◆ TASK PROMPT
Check every line of the entries below for "wooden", and copy the lines that have it.

◆ DATA PROVIDED
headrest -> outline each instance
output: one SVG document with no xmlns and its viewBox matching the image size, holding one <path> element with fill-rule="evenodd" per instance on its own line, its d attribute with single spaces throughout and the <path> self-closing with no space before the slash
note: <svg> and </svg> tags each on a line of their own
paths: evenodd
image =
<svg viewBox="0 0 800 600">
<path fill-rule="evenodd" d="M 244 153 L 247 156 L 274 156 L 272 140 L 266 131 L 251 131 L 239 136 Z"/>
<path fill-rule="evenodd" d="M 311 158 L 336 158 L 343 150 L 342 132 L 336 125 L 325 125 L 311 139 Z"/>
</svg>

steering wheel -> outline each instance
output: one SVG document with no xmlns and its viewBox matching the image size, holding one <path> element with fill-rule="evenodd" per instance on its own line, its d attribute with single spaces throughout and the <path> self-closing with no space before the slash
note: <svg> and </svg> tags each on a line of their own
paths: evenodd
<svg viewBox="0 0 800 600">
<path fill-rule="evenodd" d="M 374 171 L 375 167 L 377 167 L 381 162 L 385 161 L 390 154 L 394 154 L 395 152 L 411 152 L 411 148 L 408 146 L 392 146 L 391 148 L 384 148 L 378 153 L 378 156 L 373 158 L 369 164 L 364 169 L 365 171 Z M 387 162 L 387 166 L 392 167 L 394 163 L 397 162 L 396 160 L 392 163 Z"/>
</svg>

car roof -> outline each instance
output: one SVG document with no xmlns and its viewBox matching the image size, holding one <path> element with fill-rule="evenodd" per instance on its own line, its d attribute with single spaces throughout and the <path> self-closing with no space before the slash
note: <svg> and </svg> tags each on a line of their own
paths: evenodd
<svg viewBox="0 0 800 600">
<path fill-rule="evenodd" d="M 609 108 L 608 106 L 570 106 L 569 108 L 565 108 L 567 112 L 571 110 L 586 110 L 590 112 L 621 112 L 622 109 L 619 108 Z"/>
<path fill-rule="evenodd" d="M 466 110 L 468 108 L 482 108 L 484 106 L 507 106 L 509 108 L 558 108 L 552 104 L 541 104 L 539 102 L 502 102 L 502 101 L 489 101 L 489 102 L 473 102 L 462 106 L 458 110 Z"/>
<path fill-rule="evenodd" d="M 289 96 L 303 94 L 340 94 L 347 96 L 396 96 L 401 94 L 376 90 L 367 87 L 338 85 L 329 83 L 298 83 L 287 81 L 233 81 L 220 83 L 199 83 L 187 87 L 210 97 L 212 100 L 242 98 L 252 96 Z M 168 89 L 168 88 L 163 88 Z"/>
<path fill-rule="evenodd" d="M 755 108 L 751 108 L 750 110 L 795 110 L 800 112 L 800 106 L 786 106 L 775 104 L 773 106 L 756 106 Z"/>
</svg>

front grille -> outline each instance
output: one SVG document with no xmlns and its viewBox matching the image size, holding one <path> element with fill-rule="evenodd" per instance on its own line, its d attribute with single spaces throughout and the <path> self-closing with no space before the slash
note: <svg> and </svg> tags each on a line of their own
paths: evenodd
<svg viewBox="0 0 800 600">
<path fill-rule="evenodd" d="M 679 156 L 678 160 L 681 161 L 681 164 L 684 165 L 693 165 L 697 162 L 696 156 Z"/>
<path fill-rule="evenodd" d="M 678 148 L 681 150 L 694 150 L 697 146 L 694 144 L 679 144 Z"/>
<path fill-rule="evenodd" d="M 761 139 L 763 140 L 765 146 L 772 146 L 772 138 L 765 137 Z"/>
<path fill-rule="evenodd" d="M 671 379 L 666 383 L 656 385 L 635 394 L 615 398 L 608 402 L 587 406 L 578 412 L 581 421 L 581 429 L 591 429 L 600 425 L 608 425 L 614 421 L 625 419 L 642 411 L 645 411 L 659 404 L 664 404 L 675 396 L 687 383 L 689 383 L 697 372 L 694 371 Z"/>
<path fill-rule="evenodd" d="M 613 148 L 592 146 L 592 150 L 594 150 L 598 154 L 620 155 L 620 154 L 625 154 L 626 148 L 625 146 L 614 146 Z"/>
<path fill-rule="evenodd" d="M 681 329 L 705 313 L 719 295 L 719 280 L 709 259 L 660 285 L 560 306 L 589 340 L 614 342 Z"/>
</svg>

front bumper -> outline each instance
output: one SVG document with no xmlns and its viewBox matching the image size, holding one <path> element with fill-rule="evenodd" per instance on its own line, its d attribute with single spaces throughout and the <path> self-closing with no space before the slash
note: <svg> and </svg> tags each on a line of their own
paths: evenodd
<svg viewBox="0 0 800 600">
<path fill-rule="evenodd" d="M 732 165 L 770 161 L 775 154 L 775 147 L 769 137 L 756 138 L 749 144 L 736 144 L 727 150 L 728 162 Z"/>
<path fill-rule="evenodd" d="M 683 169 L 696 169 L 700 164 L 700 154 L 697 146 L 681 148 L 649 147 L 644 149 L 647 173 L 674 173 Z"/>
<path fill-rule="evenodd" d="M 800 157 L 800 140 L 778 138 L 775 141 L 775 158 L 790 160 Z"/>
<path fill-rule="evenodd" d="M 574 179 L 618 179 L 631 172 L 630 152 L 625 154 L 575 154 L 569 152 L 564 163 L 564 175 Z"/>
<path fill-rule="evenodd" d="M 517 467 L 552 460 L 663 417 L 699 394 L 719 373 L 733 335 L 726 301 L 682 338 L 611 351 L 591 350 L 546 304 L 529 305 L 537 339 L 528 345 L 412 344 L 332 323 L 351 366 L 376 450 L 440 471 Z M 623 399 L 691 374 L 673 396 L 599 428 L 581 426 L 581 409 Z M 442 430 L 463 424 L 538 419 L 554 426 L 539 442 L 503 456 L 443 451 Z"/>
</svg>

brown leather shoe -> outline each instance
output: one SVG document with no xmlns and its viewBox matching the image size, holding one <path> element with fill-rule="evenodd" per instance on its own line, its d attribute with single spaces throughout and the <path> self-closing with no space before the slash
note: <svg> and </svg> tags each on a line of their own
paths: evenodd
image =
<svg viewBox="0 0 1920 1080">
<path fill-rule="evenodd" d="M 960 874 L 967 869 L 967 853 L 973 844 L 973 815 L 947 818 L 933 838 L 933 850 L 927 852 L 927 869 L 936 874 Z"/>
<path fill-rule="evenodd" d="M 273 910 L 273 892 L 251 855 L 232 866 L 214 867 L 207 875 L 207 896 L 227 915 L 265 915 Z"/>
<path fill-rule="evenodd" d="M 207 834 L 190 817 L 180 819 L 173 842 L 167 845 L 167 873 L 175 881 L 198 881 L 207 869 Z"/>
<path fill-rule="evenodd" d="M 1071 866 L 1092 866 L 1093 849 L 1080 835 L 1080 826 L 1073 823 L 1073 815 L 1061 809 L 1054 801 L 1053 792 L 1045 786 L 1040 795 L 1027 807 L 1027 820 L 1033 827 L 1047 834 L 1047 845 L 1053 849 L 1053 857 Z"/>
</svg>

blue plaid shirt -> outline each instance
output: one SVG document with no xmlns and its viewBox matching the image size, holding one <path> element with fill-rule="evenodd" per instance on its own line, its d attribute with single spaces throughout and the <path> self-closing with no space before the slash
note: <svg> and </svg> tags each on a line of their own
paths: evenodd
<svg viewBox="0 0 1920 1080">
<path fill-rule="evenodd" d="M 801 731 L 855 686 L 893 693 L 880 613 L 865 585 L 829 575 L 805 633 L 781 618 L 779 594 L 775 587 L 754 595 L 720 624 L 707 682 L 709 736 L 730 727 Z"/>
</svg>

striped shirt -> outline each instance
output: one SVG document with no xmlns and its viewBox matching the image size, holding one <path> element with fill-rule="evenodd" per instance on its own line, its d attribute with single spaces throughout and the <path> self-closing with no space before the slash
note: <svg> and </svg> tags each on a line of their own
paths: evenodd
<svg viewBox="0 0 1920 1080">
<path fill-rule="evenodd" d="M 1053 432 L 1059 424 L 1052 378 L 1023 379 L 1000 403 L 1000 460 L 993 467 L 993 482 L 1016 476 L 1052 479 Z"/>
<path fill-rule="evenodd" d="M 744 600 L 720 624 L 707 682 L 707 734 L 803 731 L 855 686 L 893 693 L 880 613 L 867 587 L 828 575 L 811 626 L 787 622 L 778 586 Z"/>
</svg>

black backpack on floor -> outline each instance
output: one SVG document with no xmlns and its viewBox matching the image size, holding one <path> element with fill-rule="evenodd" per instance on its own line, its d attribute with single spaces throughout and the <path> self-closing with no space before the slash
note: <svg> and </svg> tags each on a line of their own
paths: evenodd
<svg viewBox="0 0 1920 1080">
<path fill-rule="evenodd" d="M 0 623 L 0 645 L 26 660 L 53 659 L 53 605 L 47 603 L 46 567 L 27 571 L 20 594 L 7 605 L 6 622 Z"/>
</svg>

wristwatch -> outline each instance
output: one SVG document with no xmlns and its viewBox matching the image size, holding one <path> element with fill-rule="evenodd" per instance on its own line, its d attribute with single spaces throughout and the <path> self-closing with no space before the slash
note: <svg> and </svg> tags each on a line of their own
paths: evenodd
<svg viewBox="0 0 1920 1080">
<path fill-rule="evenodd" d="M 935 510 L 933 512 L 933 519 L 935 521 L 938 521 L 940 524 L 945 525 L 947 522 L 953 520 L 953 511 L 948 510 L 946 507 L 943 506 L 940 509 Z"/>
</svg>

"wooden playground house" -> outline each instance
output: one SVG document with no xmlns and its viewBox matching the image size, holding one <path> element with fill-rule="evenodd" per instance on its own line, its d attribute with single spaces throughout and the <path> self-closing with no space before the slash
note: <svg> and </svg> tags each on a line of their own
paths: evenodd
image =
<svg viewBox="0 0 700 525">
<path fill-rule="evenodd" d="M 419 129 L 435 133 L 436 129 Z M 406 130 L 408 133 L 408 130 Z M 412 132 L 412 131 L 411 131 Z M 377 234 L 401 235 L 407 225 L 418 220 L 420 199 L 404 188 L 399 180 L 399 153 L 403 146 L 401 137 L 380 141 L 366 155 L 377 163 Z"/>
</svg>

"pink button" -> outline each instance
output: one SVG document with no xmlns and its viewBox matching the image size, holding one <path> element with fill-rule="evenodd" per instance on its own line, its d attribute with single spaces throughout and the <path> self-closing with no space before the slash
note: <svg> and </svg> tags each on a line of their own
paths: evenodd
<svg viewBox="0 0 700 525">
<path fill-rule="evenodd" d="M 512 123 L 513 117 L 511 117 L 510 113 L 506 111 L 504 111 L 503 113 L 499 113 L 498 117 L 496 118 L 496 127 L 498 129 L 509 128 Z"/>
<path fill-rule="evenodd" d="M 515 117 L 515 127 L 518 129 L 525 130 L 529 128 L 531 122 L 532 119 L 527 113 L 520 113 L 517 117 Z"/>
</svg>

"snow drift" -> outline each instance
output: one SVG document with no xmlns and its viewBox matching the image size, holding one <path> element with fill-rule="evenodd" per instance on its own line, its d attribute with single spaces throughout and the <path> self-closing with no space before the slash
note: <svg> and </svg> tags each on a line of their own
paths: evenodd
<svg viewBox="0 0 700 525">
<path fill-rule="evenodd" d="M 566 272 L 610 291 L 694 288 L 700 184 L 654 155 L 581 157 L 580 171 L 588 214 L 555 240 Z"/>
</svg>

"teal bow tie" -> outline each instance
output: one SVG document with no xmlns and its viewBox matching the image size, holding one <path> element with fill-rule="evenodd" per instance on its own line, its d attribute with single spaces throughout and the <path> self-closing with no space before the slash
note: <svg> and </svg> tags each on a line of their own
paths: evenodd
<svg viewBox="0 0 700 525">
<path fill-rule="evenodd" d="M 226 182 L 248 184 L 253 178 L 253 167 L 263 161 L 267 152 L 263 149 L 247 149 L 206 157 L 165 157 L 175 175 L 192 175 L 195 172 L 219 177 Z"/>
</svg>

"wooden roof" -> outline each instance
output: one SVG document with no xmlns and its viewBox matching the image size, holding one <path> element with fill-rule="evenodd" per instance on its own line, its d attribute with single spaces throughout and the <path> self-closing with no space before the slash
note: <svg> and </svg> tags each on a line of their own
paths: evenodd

◆ ANSWER SPACE
"wooden playground house" -> outline each instance
"wooden roof" -> outline each instance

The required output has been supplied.